_WHAT IS NEEDED:_
Leaving out any pictures, print the entries that follow exactly as they stand.

*** RECORDS SHOWN ***

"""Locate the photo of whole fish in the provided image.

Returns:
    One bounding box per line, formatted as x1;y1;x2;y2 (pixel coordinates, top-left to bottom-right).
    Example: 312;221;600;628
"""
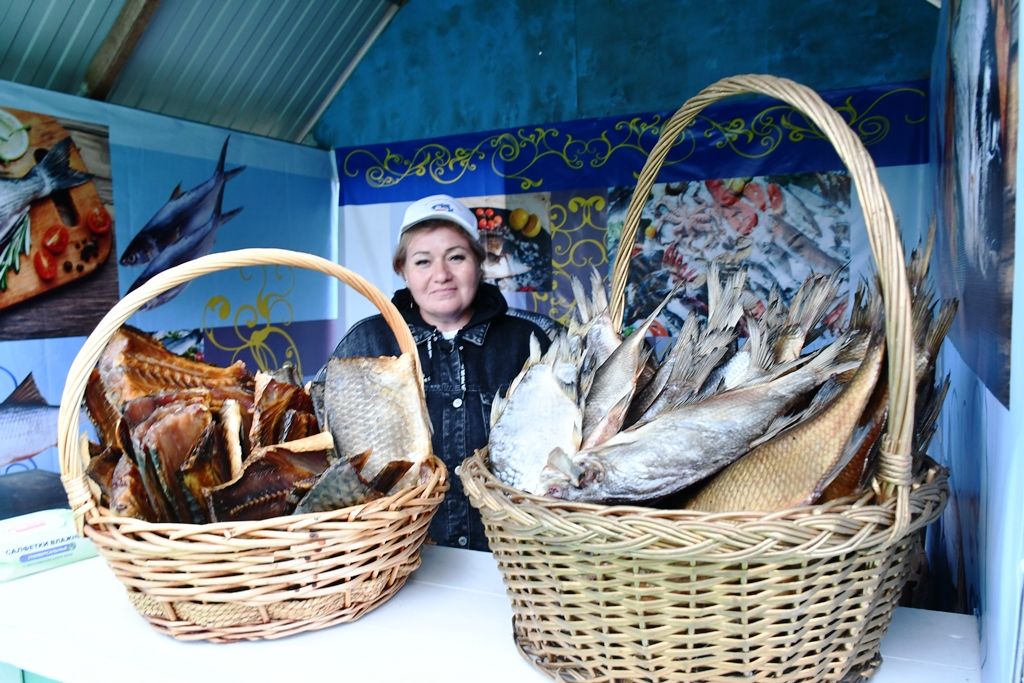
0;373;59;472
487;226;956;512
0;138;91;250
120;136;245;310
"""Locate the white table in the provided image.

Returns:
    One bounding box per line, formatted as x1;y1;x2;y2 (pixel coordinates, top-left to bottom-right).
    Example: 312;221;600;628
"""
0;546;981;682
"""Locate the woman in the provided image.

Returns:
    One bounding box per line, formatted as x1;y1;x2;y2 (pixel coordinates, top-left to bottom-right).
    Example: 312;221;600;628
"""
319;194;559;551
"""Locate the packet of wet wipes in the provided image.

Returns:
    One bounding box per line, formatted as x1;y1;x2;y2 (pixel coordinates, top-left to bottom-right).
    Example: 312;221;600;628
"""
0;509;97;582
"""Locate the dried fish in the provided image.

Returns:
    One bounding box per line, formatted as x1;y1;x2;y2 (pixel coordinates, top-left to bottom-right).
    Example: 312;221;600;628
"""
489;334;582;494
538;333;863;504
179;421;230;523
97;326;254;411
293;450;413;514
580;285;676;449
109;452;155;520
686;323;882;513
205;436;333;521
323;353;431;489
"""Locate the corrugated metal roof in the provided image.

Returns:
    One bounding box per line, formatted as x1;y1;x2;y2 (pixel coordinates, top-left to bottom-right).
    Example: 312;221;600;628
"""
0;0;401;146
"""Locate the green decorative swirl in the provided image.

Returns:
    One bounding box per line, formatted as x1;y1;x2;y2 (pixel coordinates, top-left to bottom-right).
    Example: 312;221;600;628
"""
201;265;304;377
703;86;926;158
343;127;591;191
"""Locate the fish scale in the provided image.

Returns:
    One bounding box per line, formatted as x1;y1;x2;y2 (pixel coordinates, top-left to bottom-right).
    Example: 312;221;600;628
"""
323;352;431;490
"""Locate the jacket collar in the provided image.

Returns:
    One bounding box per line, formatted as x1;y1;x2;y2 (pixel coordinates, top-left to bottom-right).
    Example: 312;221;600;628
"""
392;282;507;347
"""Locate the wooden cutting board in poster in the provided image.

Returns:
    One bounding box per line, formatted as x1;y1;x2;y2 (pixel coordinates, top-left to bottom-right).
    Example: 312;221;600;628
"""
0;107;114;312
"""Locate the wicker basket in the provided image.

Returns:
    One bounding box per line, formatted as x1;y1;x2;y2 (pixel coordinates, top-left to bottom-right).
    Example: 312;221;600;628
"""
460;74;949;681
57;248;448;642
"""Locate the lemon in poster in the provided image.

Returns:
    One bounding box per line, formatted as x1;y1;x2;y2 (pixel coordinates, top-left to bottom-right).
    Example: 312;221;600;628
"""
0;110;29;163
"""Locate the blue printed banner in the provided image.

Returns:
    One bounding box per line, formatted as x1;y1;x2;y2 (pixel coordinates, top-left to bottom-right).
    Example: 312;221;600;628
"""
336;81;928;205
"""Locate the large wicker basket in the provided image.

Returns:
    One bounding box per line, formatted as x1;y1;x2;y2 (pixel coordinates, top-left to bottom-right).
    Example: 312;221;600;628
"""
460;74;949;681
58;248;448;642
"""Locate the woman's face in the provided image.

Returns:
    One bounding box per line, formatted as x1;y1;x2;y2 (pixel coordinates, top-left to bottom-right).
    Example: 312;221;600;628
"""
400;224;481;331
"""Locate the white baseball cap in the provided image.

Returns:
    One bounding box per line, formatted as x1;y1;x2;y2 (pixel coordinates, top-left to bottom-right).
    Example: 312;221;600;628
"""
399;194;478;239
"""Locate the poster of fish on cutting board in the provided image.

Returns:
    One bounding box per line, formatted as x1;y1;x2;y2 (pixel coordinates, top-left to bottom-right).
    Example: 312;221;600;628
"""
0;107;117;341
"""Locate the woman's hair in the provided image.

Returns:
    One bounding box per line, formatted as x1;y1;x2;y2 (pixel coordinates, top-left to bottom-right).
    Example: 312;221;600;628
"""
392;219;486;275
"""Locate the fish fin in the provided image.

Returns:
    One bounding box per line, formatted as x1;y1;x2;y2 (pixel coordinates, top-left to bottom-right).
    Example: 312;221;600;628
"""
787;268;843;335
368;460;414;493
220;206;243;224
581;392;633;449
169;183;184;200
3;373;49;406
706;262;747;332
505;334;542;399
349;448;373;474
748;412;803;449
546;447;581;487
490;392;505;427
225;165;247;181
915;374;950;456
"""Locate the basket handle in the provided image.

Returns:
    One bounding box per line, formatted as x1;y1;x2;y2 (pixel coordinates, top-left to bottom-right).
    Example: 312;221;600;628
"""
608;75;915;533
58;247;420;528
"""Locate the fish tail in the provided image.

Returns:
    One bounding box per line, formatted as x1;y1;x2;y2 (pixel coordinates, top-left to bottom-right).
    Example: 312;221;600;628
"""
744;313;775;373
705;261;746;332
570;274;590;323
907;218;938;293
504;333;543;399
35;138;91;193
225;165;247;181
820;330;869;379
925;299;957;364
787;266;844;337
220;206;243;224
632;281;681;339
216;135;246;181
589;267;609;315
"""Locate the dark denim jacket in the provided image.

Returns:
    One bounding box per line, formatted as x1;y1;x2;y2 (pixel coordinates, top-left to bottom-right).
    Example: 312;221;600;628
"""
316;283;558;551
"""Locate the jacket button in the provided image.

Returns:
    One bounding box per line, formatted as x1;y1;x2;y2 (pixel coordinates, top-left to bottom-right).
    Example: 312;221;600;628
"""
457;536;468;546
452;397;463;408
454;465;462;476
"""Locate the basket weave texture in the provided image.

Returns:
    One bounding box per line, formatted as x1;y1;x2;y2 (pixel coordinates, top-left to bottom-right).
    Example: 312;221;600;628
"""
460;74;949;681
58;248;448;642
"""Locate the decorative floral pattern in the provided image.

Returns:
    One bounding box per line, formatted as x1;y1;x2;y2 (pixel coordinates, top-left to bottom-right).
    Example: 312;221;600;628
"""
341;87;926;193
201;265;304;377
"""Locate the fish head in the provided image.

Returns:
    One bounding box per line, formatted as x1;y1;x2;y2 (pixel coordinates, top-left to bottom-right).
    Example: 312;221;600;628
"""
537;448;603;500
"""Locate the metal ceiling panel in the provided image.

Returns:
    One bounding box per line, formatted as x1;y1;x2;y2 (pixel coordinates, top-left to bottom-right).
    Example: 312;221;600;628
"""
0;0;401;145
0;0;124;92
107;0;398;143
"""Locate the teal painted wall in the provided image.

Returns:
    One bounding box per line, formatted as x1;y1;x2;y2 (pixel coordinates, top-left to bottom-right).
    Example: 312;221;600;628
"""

*** End of RECORDS SHOWN ***

_PROBLEM SOLUTION:_
"""Locate the photo of whole fish in the provided image.

Returns:
    One bounding box per line, formatted as x1;y1;x2;y2 (pixel coordinates, top-left to bottom-right).
    Example: 312;221;600;628
"""
0;373;59;472
487;226;956;512
0;138;91;250
120;136;245;310
"""Locate the white table in the provided image.

Returns:
    One bounding box per line, formatted as x1;y1;x2;y2 (pixel coordinates, top-left to bottom-right).
    Example: 312;221;600;628
"""
0;546;981;682
"""Locate the woman in the provided image.

Returns:
    One bounding box per line, formatted as x1;y1;x2;y2 (pixel coordinates, top-left to bottom-right).
    Example: 312;221;600;628
"""
319;194;559;551
"""Locate the packet of wet wipes in the provided image.

Returns:
    One bounding box per line, formatted as x1;y1;x2;y2 (pixel coordinates, top-left to bottom-right).
    Example: 312;221;600;628
"""
0;509;97;582
"""Locate the dried fish in the provided image.

Returns:
    One bounding box per line, formatted as x1;y1;x2;y2 (pixel coordinates, top-left to bottom-right).
    Example: 312;221;600;628
"""
489;334;582;494
538;333;863;504
179;421;230;523
97;326;254;411
293;450;413;514
580;285;676;449
109;452;155;520
686;323;882;513
205;436;333;521
323;353;431;489
"""Locate the corrugated metal roof in the provided image.

Returns:
    One bounding box per line, formatted as x1;y1;x2;y2 (pixel coordinates, top-left to bottom-right).
    Example: 312;221;600;628
"""
0;0;401;146
"""Locate the green decorative swirl in the provided image.

Returns:
    One bounding box per line, formatted as x1;y1;x2;y2 (pixel coordinates, top-left to bottom-right).
    Example: 312;221;600;628
"""
201;265;304;377
703;86;926;158
343;127;591;191
"""Locate the fish scale in the provided image.

Returns:
    One bounding box per line, formatted as x1;y1;x2;y2 (pixel coordinates, top-left to bottom-right).
    Example: 312;221;600;628
"""
323;352;431;490
"""Locate the jacket collar in the provided image.

Returns:
    One bounding box per line, formatted as x1;y1;x2;y2 (pixel coordinates, top-left to bottom-right).
    Example: 312;221;600;628
"""
392;282;507;347
"""Locate the wooden cutting board in poster in the provided image.

Returns:
    One bounding box per line, formatted as x1;y1;x2;y2 (pixel coordinates, top-left to bottom-right).
    Example: 312;221;600;628
"""
0;107;114;312
"""Locate the wicker basket in the provided image.

Returns:
    One bounding box per line, formatted as x1;y1;x2;y2 (pixel coordinates, top-left to bottom-right).
    Example: 312;221;600;628
"""
460;74;949;681
57;248;448;642
"""Locate the lemon in poster in the provided image.

Returns:
    One bounding box per line, formatted as x1;y1;x2;y2 (pixel coordinates, top-left to bottom-right).
    Example: 312;221;600;628
"""
0;110;29;163
"""Locate the blue printed banner in the provided image.

Returns:
    One bounding box per line, formatted as x1;y1;x2;y2 (pixel coordinates, top-left to bottom-right).
    Example: 312;221;600;628
"""
336;81;928;205
"""Locate the large wicker basket in the provided image.

Returns:
    One bounding box per line, formatted as x1;y1;x2;y2 (pixel coordinates, top-left to bottom-right).
    Example: 312;221;600;628
"""
460;74;949;681
58;248;448;642
"""Locate the woman's face in the provided image.

Returns:
    One bounding box per line, formatted as x1;y1;x2;y2 (pixel coordinates, top-left to bottom-right).
    Example: 312;221;600;628
"""
400;224;481;331
"""Locate the white baseball cap in the provided image.

Returns:
    One bounding box per line, formatted as x1;y1;x2;y2 (pixel coordinates, top-left to bottom-right).
    Example: 312;221;600;628
"""
399;194;478;239
"""Locate the poster of fish on cutting board in the provided image.

Returns:
    One bounding box per line, formatted as x1;y1;x2;y2 (pixel coordinates, top-left to bottom-right).
    Example: 312;221;600;628
"""
0;107;117;341
"""Locate the woman's hair in the provided image.

Returns:
    One bounding box per line, formatted as x1;y1;x2;y2 (pixel coordinates, top-left to bottom-right).
    Example: 312;221;600;628
"""
392;219;486;275
"""Locate the fish fin in the provided image.

Returns:
    One bounding box per line, formatted as x1;y1;x2;y2 (pixel coordinates, top-left to bottom-right).
    Example: 312;221;600;628
"""
787;268;843;335
368;460;414;493
220;206;243;224
581;392;633;449
169;183;184;200
3;373;49;406
706;262;747;332
505;334;542;399
349;448;373;474
748;412;803;449
546;447;581;487
490;392;505;427
225;165;247;181
915;374;950;456
"""Locate the basket handle in the provided image.

Returns:
    One bounding box per line, formatted as x1;y1;x2;y2 (pixel coordinates, top-left to bottom-right).
    Example: 312;221;600;628
"""
608;75;915;533
58;247;420;528
"""Locate the fish tail in the provided image.

Returns:
    One bounding box per line, formatted as x1;y1;x2;y2 (pixel coordinates, top-left to bottom-right).
    Example: 312;221;600;628
"""
744;313;775;373
705;261;746;332
570;274;590;323
907;218;938;293
504;333;543;399
35;138;91;193
225;165;247;181
820;330;869;379
925;299;957;364
787;266;844;337
220;206;243;224
632;281;681;339
216;135;246;181
589;267;609;315
"""Locate the dark denim jacket in the provided image.

Returns:
    One bounding box per line, formatted as x1;y1;x2;y2 (pixel coordinates, top-left to bottom-right).
    Example: 312;221;600;628
"""
316;283;558;551
"""Locate the jacket button in the provided image.

Returns:
    One bounding box per line, formatted as x1;y1;x2;y2 (pixel coordinates, top-left to bottom-right).
    Example: 312;221;600;628
"""
457;536;468;546
452;397;463;408
454;465;462;476
"""Locate the basket weave texture in the provided image.

Returns:
    One bounding box per line, formatted as x1;y1;x2;y2 (pixel coordinates, top-left to bottom-right).
    Example: 312;221;600;628
"""
460;74;949;681
58;248;448;642
"""Locate the decorative floral pattern in the provided image.

Returns:
    One bounding box per line, formatted as x1;y1;x2;y2 (pixel coordinates, top-left to bottom-right).
    Example: 312;221;600;628
"""
341;87;926;193
201;265;304;377
"""Locate the fish head in the provided image.

Returns:
    One bounding box per line, formatted as x1;y1;x2;y2 (pixel coordinates, top-left to bottom-right).
    Example: 312;221;600;628
"""
537;448;603;500
"""Locate the metal ceiling panel in the provided image.

Returns:
    One bounding box per line, formatted as x1;y1;x2;y2 (pixel coordinates, top-left to bottom-right).
    Example: 312;221;600;628
"""
0;0;401;145
0;0;124;92
107;0;398;143
"""Locate the teal painted wall in the provided image.

Returns:
    One bounding box per line, formatted as x1;y1;x2;y2 (pixel coordinates, top-left to bottom-right).
    Example: 312;221;600;628
"""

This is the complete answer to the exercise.